** BRIEF **
Reproduce verbatim the entries below, from the beginning through the line containing "x=376, y=524", inclusive.

>> start EXCERPTED DATA

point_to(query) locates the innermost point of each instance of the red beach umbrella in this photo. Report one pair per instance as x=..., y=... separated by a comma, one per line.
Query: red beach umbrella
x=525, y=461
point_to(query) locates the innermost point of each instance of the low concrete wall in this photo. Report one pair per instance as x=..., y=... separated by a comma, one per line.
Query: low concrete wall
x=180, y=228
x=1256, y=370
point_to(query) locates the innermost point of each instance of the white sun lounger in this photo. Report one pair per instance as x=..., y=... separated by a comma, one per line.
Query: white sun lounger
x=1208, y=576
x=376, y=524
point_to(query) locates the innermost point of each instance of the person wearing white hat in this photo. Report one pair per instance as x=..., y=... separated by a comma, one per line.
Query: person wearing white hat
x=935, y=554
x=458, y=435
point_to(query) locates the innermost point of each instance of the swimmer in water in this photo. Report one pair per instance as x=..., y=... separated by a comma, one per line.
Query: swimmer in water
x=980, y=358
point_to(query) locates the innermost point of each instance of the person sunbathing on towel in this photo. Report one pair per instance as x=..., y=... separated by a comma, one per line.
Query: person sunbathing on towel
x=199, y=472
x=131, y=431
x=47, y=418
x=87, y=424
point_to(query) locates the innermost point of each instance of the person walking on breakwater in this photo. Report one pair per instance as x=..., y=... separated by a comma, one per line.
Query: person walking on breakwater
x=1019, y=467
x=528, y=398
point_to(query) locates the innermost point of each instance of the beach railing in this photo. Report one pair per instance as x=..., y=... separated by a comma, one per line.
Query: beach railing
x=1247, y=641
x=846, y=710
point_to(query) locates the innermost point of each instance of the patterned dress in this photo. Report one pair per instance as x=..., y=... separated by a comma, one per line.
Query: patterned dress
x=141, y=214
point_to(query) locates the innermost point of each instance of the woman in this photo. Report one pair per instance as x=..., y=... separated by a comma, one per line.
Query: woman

>> end EXCERPTED DATA

** EXERCISE OUTPUT **
point_to(query) locates the innermost point of each instance of the red beach umbrella in this photo. Report one pair per instance as x=..., y=... separated by a comma, one per line.
Query: red beach umbrella
x=525, y=461
point_to(query) locates the innermost point of each instance of the low concrete wall in this photo. Report one pair per instance as x=..., y=... separated by a comma, one per line.
Query: low concrete wall
x=180, y=228
x=1256, y=370
point_to(query) locates the innermost point of each instance of the white sun lounger in this photo. Report one pair per instance as x=..., y=... separated by a comma, one per line.
Query: white sun lounger
x=1208, y=576
x=376, y=524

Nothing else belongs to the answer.